---- SUPPLIED DATA

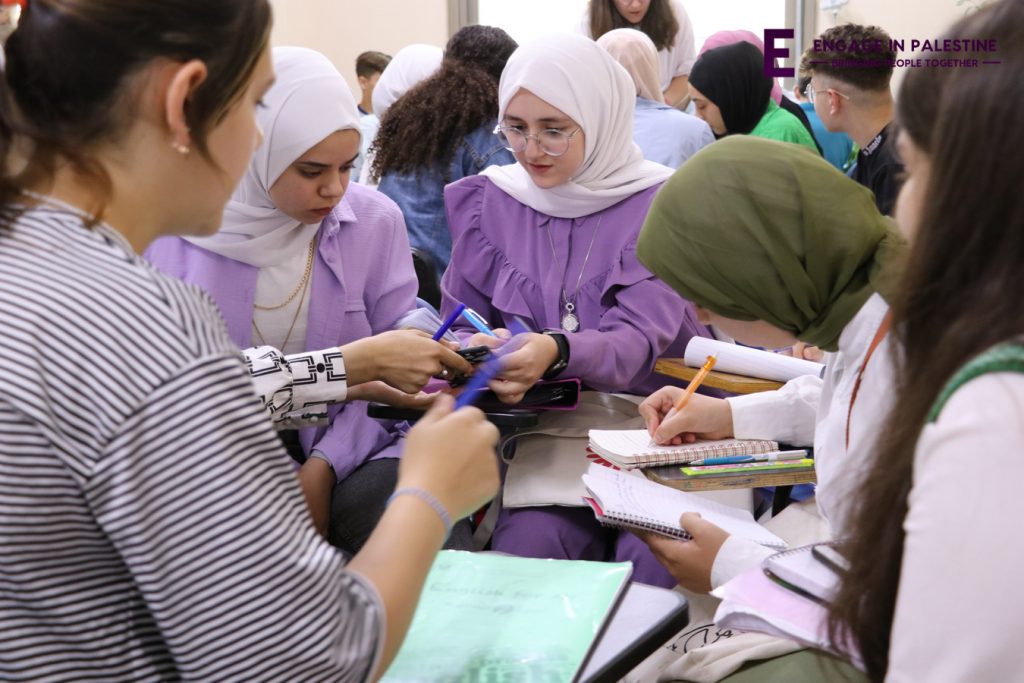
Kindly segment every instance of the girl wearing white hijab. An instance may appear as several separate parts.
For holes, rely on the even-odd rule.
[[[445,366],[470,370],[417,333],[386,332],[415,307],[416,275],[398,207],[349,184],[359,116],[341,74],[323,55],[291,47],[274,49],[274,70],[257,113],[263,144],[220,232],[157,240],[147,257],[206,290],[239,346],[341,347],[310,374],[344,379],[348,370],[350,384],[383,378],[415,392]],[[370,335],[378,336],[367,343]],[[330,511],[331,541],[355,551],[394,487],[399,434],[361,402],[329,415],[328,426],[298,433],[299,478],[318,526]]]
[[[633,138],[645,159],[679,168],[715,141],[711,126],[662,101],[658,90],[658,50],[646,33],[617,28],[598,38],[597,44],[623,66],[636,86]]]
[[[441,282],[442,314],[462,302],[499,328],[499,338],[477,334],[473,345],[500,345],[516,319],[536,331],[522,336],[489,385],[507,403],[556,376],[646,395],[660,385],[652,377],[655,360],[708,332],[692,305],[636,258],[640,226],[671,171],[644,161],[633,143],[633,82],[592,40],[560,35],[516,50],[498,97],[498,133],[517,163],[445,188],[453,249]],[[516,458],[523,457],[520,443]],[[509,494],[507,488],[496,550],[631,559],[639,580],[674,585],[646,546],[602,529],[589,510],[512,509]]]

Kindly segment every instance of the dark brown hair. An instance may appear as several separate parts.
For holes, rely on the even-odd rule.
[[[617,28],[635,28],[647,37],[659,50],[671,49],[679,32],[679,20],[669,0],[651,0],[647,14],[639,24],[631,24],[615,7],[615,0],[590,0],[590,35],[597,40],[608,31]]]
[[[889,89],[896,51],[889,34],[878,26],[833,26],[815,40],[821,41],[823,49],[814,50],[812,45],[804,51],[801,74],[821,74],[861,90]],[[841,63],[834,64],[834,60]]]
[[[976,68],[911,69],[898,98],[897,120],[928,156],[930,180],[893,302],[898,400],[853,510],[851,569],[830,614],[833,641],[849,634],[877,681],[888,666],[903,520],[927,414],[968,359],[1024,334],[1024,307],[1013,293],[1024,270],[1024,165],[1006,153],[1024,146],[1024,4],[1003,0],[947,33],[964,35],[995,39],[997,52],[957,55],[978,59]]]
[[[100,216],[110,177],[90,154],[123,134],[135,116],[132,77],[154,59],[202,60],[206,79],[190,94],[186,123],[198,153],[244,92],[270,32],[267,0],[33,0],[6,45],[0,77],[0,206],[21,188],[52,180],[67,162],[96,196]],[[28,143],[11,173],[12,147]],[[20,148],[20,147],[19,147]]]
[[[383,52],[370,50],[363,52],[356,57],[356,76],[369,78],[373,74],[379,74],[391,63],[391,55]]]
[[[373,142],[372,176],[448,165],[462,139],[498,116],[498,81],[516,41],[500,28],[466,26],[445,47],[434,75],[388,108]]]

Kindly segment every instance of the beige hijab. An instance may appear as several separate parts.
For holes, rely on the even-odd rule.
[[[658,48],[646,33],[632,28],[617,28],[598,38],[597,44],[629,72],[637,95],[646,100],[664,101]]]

--------
---- SUPPLIED DATA

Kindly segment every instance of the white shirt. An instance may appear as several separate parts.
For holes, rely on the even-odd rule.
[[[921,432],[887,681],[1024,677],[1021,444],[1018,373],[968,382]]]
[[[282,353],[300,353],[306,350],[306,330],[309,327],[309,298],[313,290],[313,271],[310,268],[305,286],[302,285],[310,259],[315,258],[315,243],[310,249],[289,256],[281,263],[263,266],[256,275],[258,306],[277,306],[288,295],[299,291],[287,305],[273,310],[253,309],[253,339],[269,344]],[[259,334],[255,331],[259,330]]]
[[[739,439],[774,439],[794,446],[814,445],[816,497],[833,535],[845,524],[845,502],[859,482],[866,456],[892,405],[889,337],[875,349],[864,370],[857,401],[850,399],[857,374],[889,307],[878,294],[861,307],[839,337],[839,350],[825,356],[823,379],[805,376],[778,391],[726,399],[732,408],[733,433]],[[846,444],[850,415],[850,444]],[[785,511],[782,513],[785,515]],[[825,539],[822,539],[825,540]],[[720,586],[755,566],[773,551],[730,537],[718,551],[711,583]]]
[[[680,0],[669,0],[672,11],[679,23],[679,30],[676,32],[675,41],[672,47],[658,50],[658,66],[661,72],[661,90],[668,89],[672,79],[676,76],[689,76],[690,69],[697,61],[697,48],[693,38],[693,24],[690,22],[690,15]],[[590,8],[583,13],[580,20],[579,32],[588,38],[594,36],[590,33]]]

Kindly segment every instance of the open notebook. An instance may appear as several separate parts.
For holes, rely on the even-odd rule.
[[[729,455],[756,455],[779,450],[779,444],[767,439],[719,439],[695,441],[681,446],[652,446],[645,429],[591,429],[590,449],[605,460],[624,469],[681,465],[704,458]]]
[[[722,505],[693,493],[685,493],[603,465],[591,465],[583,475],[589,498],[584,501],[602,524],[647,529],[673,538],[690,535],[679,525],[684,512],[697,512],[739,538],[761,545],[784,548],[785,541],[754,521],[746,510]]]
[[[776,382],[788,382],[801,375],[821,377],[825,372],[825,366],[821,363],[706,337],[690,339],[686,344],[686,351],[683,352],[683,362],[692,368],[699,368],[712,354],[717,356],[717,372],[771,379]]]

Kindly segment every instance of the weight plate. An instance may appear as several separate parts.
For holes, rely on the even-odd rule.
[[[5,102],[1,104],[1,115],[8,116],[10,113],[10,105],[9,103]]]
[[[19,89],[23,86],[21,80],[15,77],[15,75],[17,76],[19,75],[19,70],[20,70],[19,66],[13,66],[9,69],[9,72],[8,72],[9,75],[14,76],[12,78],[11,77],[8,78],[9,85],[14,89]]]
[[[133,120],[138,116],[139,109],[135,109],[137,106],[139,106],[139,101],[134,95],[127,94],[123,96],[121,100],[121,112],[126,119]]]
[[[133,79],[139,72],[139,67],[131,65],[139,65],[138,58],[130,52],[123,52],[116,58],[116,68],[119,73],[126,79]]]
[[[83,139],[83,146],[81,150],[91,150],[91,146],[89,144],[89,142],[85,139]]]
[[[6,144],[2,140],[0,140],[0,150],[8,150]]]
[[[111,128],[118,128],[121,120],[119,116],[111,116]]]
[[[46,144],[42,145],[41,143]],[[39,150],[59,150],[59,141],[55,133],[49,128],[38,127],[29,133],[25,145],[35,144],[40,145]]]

--------
---- SUPPLIED DATA

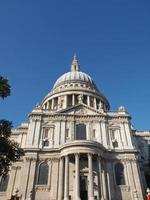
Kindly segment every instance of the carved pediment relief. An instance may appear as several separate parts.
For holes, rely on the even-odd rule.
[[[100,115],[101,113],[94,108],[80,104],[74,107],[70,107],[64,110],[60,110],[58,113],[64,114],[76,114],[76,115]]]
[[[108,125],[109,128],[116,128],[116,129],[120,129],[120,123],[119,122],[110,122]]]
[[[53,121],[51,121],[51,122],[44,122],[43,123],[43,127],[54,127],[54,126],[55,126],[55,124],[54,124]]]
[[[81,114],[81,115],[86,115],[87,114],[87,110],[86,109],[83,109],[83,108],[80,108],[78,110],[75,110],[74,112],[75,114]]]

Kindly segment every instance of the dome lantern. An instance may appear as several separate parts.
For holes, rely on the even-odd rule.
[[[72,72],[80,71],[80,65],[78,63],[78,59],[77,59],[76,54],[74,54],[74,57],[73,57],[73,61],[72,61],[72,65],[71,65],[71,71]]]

--------

Filter the entries above down to the lines that hold the word "hijab", and copy those lines.

Kindly segment every instance of the girl wearing white hijab. An instance may appear as several separate parts.
Kindly segment every instance of the beige hijab. An instance may appear as several separate parts.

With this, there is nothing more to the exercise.